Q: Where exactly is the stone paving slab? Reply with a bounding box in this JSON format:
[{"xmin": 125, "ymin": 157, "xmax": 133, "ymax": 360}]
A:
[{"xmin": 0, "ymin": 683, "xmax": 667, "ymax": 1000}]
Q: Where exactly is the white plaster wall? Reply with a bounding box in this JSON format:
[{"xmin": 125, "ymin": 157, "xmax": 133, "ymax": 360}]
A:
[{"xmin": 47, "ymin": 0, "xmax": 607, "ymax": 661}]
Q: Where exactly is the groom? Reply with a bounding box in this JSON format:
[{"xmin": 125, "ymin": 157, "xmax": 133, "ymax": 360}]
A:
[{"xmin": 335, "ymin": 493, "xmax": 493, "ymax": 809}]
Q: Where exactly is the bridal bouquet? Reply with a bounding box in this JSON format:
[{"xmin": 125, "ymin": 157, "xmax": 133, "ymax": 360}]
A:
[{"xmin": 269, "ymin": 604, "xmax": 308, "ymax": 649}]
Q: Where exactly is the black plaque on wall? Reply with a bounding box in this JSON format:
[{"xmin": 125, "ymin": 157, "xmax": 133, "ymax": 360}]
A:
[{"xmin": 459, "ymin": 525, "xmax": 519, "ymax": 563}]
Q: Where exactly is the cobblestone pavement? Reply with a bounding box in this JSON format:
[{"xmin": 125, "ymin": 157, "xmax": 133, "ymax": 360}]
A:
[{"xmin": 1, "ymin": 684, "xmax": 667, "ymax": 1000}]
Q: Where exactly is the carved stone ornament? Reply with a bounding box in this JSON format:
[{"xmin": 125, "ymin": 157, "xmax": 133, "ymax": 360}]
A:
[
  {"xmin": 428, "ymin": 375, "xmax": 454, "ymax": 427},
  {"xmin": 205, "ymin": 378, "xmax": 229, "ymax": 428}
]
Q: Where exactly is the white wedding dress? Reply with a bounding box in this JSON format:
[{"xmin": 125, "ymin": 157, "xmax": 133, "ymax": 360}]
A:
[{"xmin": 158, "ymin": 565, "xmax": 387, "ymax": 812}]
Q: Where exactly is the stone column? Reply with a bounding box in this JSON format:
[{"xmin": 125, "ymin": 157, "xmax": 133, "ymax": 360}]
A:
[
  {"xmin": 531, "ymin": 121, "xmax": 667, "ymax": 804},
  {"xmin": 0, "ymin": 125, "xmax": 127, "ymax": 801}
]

---

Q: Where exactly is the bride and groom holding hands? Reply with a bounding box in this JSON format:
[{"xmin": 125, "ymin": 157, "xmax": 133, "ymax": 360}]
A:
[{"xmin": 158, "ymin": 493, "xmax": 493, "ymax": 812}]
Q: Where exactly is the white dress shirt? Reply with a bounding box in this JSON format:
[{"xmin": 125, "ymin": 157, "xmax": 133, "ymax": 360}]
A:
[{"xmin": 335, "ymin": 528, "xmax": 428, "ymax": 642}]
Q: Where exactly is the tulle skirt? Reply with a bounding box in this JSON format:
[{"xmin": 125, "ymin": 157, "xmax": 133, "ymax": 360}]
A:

--

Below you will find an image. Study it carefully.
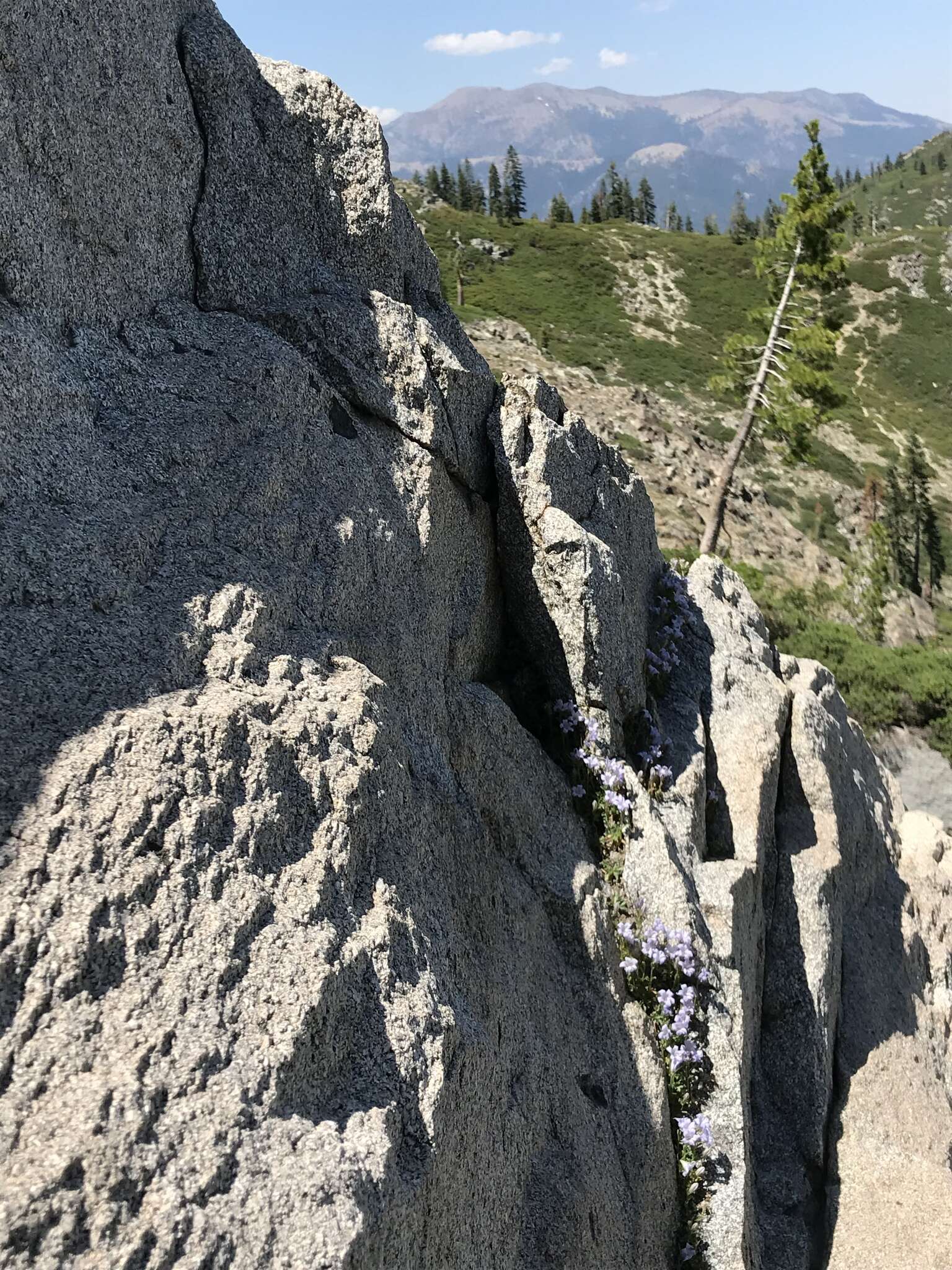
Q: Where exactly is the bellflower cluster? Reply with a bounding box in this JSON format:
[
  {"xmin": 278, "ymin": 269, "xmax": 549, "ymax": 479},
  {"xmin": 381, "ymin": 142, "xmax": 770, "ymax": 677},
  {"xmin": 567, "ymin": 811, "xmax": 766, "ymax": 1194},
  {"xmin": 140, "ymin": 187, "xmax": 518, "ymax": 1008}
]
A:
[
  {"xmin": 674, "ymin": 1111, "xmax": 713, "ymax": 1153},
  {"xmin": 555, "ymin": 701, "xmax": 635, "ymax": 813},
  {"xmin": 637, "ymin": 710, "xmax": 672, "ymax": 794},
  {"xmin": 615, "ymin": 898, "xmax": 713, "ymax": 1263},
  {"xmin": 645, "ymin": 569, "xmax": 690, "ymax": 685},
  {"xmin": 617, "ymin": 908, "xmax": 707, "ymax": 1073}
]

Given exercise – Report every line in the records above that contains the string "white", copying each such line in full. Treat uppercase and lowercase as different.

Written response –
Q: Where exactly is the white plaster wall? Reply with a bounding box in this JSON format:
Q: Where exactly is the white wedding dress? Reply with a bounding box in this JSON format:
Q: Where exactly is the white dress shirt? Reply with a bounding box in this JSON format:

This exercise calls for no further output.